Is the Bible Reliable?

Despite its status as one of the best-selling books of all time, the Bible is a largely unknown text even among many who regard themselves as Christian.

New Testament scholar Craig A. Evans of Acadia Divinity College in Nova Scotia, Canada, finds that a regrettable fact. A graduate of Claremont McKenna College, he received his doctorate in biblical studies from Claremont Graduate University in Southern California.

Evans is author and editor of more than 60 books and hundreds of articles and reviews, and has given lectures at Cambridge, Oxford, Durham and Yale, among many other universities and colleges. His documentary appearances have aired on the BBC, the Discovery Channel, the History Channel, History Television and others. He also has served as a consultant for the National Geographic Society and for The Bible miniseries.

He spoke with Vision publisher David Hulme about the challenge posed by declining public knowledge of the Bible.

 

DH How would you characterize the general public’s view of the Bible’s reliability today?

CE I think the Bible, in the public view, is an unknown book. A generation ago, you could assume that the general public had a basic understanding of the biblical narrative, the basic story of the Bible. You cannot assume that now. Not only in the general public but in most church congregations the biblical illiteracy is simply amazing. People who regard themselves as Christians hardly know what is in Scripture. That is the big change, in my view, from the last generation to where we are today.

It’s taken a generation, but we now have people sitting in the pews who honestly don’t know what is actually in the Bible.”

Craig A. Evans

DH How has it come to be that way?

CE I believe the situation has developed for a lot of reasons. One thing is just a change of emphasis in what churches do in terms of preaching and education; the emphasis falls a little more on problem-solving, such as in marriages and family. And to get people to come to church when they could go to a sporting event or stay home and watch television, there’s a little more emphasis on music and entertainment and what critics sometimes call pop psychology: have a better marriage, get along better with your kids. This is at the expense of theology, Bible content, understanding what Scripture teaches. So it’s taken a generation, but we now have people sitting in the pews who honestly don’t know what is actually in the Bible.

* **Task item**: Carry on the interview about the Bible's reliability, starting right after its last sentence.

* **Material shown**:
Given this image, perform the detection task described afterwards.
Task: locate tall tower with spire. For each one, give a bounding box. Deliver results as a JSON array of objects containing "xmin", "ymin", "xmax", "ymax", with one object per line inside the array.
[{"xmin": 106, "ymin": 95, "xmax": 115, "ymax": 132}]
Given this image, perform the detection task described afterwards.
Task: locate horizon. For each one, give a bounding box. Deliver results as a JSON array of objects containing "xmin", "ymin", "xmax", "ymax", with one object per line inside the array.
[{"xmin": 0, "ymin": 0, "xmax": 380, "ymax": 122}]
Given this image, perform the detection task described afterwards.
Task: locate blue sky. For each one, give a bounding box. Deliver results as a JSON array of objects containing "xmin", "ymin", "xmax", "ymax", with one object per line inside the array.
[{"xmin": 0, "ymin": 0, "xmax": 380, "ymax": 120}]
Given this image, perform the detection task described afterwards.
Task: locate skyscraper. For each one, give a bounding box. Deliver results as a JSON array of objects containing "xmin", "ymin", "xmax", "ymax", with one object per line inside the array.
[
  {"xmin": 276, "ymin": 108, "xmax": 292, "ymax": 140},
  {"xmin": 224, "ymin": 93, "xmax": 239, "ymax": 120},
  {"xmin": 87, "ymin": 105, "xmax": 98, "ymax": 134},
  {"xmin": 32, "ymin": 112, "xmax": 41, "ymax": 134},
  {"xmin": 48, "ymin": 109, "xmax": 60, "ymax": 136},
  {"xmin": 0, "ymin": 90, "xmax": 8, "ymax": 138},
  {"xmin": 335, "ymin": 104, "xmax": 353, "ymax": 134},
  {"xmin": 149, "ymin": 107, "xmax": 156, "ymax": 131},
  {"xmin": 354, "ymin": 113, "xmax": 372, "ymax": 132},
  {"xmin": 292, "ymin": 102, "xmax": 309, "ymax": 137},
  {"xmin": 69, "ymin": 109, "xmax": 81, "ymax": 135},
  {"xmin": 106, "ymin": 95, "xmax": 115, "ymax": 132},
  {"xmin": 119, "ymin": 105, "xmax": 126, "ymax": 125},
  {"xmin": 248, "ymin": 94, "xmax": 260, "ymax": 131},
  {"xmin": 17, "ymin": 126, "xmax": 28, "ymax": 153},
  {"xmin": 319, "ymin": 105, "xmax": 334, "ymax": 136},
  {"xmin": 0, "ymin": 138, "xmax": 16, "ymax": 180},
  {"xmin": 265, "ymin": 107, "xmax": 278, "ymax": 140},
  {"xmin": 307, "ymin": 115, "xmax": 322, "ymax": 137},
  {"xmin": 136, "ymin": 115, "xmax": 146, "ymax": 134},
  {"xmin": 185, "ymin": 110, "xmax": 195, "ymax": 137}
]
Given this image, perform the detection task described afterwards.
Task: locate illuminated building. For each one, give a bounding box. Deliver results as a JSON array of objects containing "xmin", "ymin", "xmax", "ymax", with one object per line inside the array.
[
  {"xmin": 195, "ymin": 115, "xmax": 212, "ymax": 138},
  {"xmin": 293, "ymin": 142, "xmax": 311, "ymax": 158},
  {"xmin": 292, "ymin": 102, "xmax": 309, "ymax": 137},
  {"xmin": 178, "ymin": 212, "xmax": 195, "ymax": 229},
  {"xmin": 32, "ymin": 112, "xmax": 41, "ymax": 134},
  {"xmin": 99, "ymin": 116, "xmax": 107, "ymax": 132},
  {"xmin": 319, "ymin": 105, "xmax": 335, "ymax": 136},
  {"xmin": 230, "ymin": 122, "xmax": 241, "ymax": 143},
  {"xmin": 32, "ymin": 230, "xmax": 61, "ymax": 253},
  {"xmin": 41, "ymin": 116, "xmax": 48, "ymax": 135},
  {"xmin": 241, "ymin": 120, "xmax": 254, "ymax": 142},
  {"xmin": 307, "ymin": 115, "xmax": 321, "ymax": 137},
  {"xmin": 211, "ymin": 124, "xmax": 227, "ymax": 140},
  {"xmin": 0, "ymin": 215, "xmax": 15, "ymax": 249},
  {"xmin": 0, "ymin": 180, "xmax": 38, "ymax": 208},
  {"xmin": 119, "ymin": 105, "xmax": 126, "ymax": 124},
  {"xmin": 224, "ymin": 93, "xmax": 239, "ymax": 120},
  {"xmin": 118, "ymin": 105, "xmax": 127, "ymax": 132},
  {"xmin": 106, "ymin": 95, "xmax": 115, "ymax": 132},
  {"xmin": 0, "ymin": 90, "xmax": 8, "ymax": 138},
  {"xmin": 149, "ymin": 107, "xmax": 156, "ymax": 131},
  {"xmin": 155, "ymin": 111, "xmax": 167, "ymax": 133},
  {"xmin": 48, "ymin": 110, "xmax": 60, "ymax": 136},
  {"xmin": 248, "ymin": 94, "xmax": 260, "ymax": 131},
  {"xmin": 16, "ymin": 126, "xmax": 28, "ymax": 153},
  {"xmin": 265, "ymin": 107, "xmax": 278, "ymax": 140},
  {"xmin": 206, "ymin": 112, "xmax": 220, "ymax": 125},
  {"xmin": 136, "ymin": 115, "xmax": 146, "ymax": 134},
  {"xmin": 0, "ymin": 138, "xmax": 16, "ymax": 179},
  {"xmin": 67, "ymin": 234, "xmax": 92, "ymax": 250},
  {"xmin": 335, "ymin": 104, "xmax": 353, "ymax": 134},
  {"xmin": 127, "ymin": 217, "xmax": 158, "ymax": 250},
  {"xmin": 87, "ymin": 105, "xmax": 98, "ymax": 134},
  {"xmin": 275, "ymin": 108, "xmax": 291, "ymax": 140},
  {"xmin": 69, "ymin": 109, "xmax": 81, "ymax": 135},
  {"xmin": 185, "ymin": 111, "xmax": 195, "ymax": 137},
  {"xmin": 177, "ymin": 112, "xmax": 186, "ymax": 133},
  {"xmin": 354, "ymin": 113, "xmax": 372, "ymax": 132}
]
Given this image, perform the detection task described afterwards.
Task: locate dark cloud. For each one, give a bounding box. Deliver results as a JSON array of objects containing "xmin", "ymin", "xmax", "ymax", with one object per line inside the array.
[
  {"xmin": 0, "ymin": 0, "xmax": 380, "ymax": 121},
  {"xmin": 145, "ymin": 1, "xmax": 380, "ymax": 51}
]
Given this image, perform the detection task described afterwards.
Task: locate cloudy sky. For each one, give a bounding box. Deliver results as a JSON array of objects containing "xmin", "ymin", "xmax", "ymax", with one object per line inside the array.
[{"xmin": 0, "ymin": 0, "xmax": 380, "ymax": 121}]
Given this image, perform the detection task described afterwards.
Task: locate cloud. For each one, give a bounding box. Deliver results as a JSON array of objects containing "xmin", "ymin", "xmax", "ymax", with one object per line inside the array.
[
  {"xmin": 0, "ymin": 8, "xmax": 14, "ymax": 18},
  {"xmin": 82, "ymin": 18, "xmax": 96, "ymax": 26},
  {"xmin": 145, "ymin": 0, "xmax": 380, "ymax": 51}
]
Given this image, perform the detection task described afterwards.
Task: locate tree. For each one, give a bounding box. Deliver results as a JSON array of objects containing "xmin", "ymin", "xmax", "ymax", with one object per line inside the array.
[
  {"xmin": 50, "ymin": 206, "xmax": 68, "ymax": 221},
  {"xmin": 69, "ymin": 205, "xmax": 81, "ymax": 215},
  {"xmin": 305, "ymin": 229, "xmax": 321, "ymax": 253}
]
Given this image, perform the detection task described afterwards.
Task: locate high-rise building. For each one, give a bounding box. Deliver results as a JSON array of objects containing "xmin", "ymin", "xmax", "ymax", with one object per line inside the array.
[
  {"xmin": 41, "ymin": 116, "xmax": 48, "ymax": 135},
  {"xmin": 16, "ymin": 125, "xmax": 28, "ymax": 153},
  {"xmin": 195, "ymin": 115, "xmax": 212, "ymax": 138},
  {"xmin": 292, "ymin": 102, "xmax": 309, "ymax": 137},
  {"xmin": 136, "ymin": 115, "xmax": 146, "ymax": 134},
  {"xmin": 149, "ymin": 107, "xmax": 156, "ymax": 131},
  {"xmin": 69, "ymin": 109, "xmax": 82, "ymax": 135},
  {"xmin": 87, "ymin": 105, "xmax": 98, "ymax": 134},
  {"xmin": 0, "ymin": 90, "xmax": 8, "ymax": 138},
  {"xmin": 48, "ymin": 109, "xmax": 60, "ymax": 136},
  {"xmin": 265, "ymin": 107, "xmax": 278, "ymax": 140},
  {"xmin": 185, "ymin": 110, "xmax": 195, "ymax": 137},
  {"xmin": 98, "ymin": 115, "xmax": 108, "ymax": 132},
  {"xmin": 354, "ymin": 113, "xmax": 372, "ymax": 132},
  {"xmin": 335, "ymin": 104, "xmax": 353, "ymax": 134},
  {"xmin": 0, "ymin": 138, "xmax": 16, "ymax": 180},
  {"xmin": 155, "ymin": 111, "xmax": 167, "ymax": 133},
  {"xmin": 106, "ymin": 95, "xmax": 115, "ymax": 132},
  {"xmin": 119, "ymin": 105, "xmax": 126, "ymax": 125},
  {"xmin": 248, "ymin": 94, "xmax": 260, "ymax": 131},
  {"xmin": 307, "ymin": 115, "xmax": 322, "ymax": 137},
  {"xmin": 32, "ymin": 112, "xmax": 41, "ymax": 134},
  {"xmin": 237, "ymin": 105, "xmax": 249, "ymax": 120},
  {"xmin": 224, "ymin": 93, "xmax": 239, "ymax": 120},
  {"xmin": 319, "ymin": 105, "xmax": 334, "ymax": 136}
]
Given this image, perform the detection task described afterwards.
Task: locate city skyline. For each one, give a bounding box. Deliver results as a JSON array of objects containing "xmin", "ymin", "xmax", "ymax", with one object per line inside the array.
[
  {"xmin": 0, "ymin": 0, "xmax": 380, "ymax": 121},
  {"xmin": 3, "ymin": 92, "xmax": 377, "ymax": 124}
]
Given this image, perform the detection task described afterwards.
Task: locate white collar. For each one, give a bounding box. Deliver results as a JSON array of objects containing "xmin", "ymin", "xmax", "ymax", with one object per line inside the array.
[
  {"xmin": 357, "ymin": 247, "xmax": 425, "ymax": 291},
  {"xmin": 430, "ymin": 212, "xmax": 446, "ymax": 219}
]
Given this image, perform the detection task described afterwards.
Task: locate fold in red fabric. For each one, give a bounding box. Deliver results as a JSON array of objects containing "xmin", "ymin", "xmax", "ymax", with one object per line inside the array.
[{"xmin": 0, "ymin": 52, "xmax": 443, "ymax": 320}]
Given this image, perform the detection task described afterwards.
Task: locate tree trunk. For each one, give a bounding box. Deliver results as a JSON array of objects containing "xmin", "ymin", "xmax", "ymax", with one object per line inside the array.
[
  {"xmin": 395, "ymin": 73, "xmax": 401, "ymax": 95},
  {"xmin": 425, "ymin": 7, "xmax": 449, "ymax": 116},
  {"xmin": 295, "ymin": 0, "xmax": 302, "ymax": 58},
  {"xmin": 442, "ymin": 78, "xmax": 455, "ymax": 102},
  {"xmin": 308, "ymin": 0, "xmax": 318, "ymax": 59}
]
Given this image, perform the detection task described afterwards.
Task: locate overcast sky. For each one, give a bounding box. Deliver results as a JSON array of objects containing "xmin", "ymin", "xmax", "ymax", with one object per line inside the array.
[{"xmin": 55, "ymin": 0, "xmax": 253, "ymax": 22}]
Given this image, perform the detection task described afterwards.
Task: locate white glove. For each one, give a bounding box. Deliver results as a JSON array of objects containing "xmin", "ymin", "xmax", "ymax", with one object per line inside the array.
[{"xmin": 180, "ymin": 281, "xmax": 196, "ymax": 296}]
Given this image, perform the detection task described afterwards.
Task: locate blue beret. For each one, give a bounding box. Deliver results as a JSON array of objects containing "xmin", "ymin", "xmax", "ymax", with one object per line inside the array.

* **Task output**:
DH What about the role of the skeptic today? We have them in all walks of life. What’s their impact on this situation?

CE Well, another thing that’s developed in the last generation is postmodernism. I grew up and went to school in the modern, where evidence and logic were priorities and were appreciated. We are in the highly subjective postmodern era. There is sort of a personal pragmatism: if it works for you, then do it. That means the skeptic can be very subjective in his complaints or his challenges. He doesn’t have to have evidence, doesn’t need to know the subject very well, because it’s really his own story. It’s a lot like Christian testimonial and apologetic: “This is how it has worked for me, or has not worked for me. Let me share my story with you.” People find that persuasive, but there isn’t any evidence behind it—and precious little logic either.

DH Why should we listen to the skeptic more than the believer?

CE I don’t know; the skeptic doesn’t know what he’s talking about. The sad thing is a lot of believers don’t know what they’re talking about either, so it’s a toss-up between two groups arguing about things they don’t know very well. But the skeptic, I find, is often arguing from a personal, autobiographical perspective—a problem relationship with a parent, a personal tragedy, a divorce; but it’s not well rooted in evidence or facts, or it’s not well argued. Unfortunately, a lot of Christians can’t see through that, and the way they respond is hardly better, and that concerns me. That’s why I believe we’ve got to get past this postmodern, irrational, subjective thinking and get back to the idea that it’s good to be informed—to know what’s really going on, what the evidence is.

Jesus is not some rube who grows up in rustic isolation. He’s cosmopolitan to a surprising degree. I reject this idea that He is a simple, illiterate peasant.”

Craig A. Evans

DH You have written a book in which you make a distinction between archaeology and biblical archaeology. What’s the difference?

CE Archaeology is the attempt to recover material culture from the past. It could be just a generation ago; it could be thousands of years ago. It’s unearthing and looking at what our human predecessors left behind. Biblical archaeology narrows the field to excavating and examining places and times that relate to the biblical story. That means the Middle East, today’s Israel, but also places like Jordan, Egypt, Greece, Turkey and so on, where people that the Bible talks about lived. The goal for what we unearth is to ask, Does this shed light on some place in the Bible? Some story? Some event? Or, does the biblical text shed light on what we have found? They become mutually clarifying, and for me that’s very satisfying.

DH Can archaeology provide proof of Jesus’ existence?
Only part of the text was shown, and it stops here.